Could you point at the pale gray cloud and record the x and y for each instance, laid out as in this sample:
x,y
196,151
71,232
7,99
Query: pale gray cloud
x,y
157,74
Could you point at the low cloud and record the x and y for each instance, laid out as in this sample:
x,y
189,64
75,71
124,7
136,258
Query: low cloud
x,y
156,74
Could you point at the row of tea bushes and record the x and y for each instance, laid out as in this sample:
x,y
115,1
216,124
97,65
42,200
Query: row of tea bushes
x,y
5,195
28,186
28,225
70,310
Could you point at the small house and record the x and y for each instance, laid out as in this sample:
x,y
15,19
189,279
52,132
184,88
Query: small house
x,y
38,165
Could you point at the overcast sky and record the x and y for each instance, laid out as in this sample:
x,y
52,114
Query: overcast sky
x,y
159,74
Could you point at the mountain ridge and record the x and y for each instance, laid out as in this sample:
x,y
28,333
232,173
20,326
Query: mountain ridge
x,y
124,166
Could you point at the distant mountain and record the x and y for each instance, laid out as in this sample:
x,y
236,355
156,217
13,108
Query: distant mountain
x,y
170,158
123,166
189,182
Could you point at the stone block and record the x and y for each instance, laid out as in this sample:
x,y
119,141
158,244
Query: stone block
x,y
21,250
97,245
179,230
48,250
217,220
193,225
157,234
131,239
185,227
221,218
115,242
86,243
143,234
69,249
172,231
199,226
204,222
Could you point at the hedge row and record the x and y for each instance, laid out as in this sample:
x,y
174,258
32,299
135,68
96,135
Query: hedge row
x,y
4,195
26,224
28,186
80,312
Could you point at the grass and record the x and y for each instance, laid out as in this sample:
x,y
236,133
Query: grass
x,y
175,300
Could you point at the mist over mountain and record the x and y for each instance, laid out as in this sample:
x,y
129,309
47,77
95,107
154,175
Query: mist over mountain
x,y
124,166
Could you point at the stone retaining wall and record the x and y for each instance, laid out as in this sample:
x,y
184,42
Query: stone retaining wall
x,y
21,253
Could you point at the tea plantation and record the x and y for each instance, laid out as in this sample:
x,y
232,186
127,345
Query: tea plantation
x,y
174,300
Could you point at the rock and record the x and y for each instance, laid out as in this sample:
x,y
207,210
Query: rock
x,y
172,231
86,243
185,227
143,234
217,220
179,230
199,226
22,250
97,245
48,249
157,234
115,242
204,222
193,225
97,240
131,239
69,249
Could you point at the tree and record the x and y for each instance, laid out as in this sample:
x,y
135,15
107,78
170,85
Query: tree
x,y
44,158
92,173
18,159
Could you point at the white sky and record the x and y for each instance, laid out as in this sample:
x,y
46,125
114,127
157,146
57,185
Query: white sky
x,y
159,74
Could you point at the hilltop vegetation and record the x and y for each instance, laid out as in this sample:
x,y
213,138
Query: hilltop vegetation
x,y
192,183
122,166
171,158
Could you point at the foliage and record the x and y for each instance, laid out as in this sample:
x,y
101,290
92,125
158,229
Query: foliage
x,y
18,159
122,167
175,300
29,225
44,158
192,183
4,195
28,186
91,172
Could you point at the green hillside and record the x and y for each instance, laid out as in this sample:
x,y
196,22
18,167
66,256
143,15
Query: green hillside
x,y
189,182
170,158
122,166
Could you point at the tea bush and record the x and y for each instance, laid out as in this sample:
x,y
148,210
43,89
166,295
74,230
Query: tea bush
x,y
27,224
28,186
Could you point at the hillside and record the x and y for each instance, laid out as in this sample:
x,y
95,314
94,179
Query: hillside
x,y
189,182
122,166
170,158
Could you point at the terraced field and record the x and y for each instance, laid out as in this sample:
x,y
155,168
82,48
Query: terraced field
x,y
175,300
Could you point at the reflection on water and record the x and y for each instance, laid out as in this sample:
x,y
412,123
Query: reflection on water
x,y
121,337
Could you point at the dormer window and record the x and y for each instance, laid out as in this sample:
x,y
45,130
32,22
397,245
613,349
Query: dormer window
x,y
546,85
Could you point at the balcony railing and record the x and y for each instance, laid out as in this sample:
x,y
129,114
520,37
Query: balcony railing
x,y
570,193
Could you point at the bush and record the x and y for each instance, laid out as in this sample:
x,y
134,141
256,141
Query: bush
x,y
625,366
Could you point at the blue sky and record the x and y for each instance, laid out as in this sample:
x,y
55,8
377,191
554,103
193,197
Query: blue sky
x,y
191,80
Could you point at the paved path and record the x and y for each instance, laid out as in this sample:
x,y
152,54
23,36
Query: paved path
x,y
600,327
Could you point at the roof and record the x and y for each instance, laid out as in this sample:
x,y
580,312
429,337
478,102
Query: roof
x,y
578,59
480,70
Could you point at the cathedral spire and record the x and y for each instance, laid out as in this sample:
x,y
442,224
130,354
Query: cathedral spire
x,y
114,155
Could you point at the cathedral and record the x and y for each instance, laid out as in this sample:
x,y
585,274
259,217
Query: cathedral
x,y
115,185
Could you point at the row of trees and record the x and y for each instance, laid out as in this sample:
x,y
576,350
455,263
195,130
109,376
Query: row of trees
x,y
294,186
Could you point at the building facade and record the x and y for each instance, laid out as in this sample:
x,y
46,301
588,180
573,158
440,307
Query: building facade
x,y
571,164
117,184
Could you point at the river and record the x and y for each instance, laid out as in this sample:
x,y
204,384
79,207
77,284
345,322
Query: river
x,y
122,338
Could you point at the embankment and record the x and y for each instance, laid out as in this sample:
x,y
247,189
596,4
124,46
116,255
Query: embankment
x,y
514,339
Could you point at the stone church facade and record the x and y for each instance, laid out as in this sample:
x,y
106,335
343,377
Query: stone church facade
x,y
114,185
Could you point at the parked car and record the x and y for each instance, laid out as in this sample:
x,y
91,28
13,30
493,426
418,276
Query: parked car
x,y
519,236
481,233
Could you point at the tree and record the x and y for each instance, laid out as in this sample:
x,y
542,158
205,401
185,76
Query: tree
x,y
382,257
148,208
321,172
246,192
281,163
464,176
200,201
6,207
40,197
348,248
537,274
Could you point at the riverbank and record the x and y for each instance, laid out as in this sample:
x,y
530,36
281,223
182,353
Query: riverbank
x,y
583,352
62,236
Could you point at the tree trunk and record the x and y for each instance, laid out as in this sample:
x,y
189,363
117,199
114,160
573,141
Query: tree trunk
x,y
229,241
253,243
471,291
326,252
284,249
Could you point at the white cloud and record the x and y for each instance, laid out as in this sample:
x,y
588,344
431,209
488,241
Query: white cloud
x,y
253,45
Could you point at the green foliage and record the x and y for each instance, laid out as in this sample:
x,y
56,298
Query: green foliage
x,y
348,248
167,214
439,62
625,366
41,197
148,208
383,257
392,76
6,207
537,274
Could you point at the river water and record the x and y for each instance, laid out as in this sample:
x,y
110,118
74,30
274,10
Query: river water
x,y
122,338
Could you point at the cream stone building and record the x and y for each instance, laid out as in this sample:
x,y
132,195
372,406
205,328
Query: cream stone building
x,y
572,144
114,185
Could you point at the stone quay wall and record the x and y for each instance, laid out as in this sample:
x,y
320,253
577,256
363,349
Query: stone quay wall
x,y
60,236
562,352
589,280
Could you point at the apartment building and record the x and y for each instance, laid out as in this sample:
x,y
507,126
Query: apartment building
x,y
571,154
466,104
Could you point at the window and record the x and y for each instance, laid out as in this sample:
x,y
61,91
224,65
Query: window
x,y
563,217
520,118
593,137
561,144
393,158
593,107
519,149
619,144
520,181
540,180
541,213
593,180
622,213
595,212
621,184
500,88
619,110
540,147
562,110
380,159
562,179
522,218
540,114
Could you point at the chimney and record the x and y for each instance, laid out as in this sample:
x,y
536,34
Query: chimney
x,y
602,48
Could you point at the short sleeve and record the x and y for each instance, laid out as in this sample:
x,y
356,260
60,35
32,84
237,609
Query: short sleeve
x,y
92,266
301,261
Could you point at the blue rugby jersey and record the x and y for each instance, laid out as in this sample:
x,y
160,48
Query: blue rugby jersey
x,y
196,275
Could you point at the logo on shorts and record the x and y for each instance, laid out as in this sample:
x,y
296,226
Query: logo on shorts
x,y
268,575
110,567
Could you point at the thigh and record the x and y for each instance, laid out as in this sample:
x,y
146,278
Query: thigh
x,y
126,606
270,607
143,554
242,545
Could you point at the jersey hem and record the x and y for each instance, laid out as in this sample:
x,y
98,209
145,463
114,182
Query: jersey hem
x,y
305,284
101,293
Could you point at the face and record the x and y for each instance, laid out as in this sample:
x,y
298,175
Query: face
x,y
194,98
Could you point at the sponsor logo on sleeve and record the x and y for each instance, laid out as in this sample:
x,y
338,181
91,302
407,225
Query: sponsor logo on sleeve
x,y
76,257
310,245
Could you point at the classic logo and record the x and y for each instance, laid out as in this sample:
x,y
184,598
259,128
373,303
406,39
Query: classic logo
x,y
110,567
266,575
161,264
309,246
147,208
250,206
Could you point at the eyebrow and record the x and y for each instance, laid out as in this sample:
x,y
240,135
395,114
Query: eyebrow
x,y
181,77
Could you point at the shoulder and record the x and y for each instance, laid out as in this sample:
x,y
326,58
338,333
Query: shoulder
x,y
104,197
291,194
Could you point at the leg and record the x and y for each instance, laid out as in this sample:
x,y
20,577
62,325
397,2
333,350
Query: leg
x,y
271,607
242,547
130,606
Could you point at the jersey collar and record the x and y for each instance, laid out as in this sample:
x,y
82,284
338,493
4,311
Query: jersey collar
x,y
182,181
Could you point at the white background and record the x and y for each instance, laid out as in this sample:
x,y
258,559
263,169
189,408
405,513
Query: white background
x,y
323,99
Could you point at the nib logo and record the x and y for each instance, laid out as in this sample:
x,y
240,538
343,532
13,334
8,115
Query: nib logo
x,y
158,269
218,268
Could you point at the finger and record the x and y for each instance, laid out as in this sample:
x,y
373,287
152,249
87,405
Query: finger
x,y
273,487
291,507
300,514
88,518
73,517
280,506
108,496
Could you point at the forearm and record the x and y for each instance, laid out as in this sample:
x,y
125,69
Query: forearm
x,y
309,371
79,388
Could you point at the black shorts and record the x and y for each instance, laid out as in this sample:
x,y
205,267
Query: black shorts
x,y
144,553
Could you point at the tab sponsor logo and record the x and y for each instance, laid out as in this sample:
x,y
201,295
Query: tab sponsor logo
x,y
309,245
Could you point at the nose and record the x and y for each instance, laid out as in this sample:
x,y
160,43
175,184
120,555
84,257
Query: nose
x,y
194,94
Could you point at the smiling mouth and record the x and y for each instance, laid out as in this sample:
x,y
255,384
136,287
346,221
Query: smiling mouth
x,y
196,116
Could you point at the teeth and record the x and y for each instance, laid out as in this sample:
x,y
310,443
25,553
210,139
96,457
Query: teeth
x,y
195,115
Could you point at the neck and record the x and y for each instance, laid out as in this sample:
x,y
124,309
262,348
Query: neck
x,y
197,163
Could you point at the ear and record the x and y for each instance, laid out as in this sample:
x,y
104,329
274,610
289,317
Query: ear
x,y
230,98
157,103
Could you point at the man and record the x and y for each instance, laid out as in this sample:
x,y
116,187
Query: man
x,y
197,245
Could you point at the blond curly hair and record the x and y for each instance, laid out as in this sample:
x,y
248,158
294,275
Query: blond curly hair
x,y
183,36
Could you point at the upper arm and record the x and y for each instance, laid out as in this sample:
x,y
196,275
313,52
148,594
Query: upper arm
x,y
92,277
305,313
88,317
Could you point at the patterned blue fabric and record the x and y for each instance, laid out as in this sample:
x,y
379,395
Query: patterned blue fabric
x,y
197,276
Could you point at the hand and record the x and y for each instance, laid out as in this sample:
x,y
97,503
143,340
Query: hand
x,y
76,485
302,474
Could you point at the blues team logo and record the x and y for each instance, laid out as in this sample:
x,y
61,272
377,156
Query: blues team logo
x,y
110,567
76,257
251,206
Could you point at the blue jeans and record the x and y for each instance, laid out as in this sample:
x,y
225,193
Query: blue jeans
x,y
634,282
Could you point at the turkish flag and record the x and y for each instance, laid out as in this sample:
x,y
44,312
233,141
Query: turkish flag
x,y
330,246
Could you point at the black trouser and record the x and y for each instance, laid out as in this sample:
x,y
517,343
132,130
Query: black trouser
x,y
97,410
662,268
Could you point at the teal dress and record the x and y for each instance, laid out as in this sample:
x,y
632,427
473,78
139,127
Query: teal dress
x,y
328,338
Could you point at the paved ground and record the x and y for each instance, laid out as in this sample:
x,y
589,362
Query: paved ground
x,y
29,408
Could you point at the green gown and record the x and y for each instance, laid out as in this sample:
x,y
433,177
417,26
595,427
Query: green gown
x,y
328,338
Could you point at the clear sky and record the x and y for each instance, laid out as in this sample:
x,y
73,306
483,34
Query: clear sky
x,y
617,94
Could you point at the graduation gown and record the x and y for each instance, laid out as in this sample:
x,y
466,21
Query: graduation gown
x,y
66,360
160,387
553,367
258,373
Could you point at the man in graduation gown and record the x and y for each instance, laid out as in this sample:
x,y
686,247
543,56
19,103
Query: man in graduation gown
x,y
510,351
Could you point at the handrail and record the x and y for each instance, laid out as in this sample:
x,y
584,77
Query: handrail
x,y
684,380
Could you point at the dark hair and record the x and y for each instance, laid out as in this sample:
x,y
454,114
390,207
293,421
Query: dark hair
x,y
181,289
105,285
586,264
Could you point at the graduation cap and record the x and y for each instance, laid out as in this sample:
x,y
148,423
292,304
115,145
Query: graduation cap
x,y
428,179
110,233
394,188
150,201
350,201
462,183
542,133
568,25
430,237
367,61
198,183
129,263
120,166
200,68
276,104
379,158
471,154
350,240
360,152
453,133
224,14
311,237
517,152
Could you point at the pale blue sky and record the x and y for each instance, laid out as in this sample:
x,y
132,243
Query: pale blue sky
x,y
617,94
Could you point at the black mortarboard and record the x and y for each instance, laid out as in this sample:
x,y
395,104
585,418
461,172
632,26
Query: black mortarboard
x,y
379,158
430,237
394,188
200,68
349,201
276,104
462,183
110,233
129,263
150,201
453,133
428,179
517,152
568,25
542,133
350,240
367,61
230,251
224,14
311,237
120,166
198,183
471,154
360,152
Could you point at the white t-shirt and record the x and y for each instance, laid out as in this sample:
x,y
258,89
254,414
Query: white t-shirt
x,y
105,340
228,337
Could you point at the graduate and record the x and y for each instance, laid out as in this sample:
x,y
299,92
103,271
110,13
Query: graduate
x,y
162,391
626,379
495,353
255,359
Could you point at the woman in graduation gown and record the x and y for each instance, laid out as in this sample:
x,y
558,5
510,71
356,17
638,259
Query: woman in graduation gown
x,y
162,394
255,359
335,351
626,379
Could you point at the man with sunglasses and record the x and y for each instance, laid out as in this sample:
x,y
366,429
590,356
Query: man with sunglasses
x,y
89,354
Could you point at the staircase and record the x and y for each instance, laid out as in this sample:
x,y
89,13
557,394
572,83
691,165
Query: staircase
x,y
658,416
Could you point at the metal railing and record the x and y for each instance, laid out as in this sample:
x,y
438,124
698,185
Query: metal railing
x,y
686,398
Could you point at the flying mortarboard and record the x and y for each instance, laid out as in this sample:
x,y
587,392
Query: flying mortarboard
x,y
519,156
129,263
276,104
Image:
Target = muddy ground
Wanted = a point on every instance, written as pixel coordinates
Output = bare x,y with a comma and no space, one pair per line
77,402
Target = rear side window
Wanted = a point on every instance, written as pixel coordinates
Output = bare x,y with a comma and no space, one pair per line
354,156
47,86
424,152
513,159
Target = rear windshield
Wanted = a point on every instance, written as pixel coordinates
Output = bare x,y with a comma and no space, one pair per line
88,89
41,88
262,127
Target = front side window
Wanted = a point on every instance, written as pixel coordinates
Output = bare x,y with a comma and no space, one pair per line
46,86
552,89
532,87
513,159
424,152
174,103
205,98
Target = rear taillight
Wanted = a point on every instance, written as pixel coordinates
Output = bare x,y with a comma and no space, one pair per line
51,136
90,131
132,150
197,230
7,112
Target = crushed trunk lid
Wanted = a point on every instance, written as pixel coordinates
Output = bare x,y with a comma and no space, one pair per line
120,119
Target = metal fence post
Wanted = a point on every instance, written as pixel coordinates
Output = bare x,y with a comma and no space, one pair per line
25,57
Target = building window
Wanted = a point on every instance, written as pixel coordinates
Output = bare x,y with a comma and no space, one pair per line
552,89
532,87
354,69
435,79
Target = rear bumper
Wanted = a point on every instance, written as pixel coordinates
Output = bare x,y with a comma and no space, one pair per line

* [AIM OF THE EXERCISE]: How many of the lines above hold the word "Target"? State that number and nothing else.

* [RESULT OF THE EXERCISE]: 9